WHAT YOU NEED TO DO: What is needed is an exact copy of all the entries below.

[Stored items]

BEGIN

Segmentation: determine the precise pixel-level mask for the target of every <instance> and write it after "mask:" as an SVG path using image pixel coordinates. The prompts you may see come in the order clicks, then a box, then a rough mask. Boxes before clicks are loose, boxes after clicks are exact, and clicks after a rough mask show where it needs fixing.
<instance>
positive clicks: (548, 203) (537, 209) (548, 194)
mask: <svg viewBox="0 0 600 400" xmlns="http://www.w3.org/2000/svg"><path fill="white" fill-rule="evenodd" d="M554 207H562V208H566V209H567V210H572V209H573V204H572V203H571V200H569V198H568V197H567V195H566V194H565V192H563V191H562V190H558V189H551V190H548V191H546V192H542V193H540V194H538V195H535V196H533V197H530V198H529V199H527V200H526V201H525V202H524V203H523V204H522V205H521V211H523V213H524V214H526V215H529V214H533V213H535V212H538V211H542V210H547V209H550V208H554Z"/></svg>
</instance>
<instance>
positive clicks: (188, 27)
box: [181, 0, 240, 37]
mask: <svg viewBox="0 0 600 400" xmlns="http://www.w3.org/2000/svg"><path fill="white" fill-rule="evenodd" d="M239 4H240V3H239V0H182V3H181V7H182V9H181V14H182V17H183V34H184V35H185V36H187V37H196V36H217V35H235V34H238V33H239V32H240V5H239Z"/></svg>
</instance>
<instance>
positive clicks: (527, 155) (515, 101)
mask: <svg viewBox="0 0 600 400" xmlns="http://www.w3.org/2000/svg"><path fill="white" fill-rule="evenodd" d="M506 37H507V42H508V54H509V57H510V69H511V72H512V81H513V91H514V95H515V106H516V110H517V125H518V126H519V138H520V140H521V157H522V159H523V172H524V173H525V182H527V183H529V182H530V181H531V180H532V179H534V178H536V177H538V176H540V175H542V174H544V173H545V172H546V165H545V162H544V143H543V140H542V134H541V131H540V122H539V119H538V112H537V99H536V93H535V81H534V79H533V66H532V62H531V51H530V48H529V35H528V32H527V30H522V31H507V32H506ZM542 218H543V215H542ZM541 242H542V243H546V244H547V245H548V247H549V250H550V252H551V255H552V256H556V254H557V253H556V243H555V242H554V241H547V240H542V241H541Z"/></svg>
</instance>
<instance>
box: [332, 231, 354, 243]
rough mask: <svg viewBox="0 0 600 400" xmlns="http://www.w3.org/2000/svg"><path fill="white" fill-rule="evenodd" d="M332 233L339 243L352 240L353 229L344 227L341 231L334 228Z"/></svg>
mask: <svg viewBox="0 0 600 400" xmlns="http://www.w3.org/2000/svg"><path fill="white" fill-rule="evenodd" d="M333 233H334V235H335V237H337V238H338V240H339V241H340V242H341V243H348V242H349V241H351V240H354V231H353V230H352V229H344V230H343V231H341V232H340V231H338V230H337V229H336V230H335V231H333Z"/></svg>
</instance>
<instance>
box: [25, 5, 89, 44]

END

ANSWER SECTION:
Segmentation: determine the precise pixel-level mask for the target of every <instance> and write it after "mask:" as an SVG path using image pixel coordinates. The prompts you may see come in the order clicks, then a box, then a rough mask. Boxes before clicks are loose, boxes after clicks are exact, and clicks after a rough mask show where it needs fixing.
<instance>
positive clicks: (548, 203) (537, 209) (548, 194)
mask: <svg viewBox="0 0 600 400" xmlns="http://www.w3.org/2000/svg"><path fill="white" fill-rule="evenodd" d="M554 207H562V208H566V209H567V210H572V209H573V204H572V203H571V200H569V198H568V197H567V195H566V194H565V192H563V191H562V190H558V189H551V190H548V191H546V192H542V193H540V194H538V195H535V196H533V197H530V198H529V199H527V200H526V201H525V202H524V203H523V204H522V205H521V211H523V213H524V214H526V215H529V214H533V213H535V212H538V211H542V210H547V209H550V208H554Z"/></svg>
</instance>
<instance>
positive clicks: (188, 27)
box: [181, 0, 240, 37]
mask: <svg viewBox="0 0 600 400" xmlns="http://www.w3.org/2000/svg"><path fill="white" fill-rule="evenodd" d="M239 4H240V3H239V0H182V3H181V7H182V9H181V14H182V17H183V34H184V35H185V36H187V37H196V36H217V35H235V34H238V33H239V32H240V5H239Z"/></svg>
</instance>
<instance>
positive clicks: (527, 155) (515, 101)
mask: <svg viewBox="0 0 600 400" xmlns="http://www.w3.org/2000/svg"><path fill="white" fill-rule="evenodd" d="M506 37H507V42H508V54H509V57H510V69H511V72H512V81H513V91H514V95H515V106H516V110H517V125H518V126H519V138H520V140H521V157H522V159H523V172H524V173H525V182H527V183H529V182H530V181H531V180H532V179H534V178H536V177H538V176H540V175H542V174H544V173H545V172H546V165H545V162H544V143H543V140H542V134H541V131H540V122H539V119H538V112H537V99H536V93H535V81H534V79H533V66H532V62H531V51H530V48H529V35H528V32H527V30H522V31H507V32H506ZM542 218H543V215H542ZM541 242H542V243H546V244H547V245H548V247H549V250H550V252H551V255H552V256H556V254H557V253H556V243H555V242H554V241H547V240H542V241H541Z"/></svg>
</instance>
<instance>
box: [332, 231, 354, 243]
rough mask: <svg viewBox="0 0 600 400" xmlns="http://www.w3.org/2000/svg"><path fill="white" fill-rule="evenodd" d="M332 233L339 243L352 240L353 229L344 227L341 231L334 228Z"/></svg>
mask: <svg viewBox="0 0 600 400" xmlns="http://www.w3.org/2000/svg"><path fill="white" fill-rule="evenodd" d="M333 233H334V235H335V237H337V238H338V240H339V241H340V242H341V243H348V242H349V241H351V240H354V231H353V230H352V229H344V230H343V231H341V232H340V231H338V230H337V229H336V230H335V231H333Z"/></svg>
</instance>
<instance>
box: [25, 5, 89, 44]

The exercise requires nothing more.